* Problem details *
Reproduce the section of the Mothers Against Drug Deaths text that begins with the words containing "They are moms" and ends with "help they need.", word for word.
(Text excerpt begins)
The Addiction Podcast-Point of No Return
Society & Culture
Mothers Against Drug Deaths - That says it All
Gina McDonald grew up in a household with an alcoholic father. While in high school, she experimented with alcohol and marijuana. When she turned 21, she unfortunately followed her father’s footsteps and started drinking heavily, eventually becoming addicted. After having her daughter at age 26, Gina started participating in outpatient treatment for her alcoholism.
Gina was clean and sober on and off for years, but after being prescribed opioids following surgery, she became hooked on them and got opioid prescriptions wherever she could find them. Once her addiction became unmanageable, she was thrown out of her house and ended up on the street. She started using meth in addition to the pills. After losing everything, Gina was picked up by the local sheriff in the midst of meth-induced psychosis. They offered her treatment or jail. She chose treatment at the urging of police and thanks them to this day for intervening in her addiction. Gina has been clean since 2012 and is an active member of the recovery community.
Gina’s daughter, Sam, began experimenting with marijuana in high school and later moved onto cocaine and heroin. She ended up on the street, frequenting the Tenderloin. In a positive step, Sam recently admitted herself into rehab where she is in recovery
My name is Jacqui Berlinn and I am trying to save my son, Corey, from death by fentanyl. I used to hide my story out of shame. But I realized a few years ago that remaining silent didn’t help my son or myself. Corey is one of over 100,000 unsheltered people in California. Many are suffering addiction to fentanyl and other hard drugs.
Jacqui and Gina – along with other mothers – founded Mothers Against Drug Deaths.
They are moms who want to keep kids from losing their lives and futures to fentanyl. Many more of them are stepping up, as parents, and citizens of California, to demand that government and law enforcement shut down the drug death markets, create psychiatry for all, and adopt a “Shelter First” policy for drug addicted homeless, so they can get the help they need.
They’ve had enough. As mothers of children killed by fentanyl and mothers of homeless addicts living on the streets of San Francisco and Los Angeles, they’re expanding our advertising campaign statewide and calling on Governor Newsom to immediately close the deadly open-air drug markets that are killing children.
It’s horrifying. Parents the across the world should know that California cities are unsafe for children and families. It’s no wonder that hundreds of thousand people and businesses have left California. Many of them left citing our open-air drug markets.
(Text excerpt ends)
(Study material begins)
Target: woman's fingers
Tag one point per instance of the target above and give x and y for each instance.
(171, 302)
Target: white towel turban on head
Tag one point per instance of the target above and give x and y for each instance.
(Study material ends)
* Solution below *
They are moms who want to keep kids from losing their lives and futures to fentanyl. Many more of them are stepping up, as parents, and citizens of California, to demand that government and law enforcement shut down the drug death markets, create psychiatry for all, and adopt a “Shelter First” policy for drug addicted homeless, so they can get the help they need.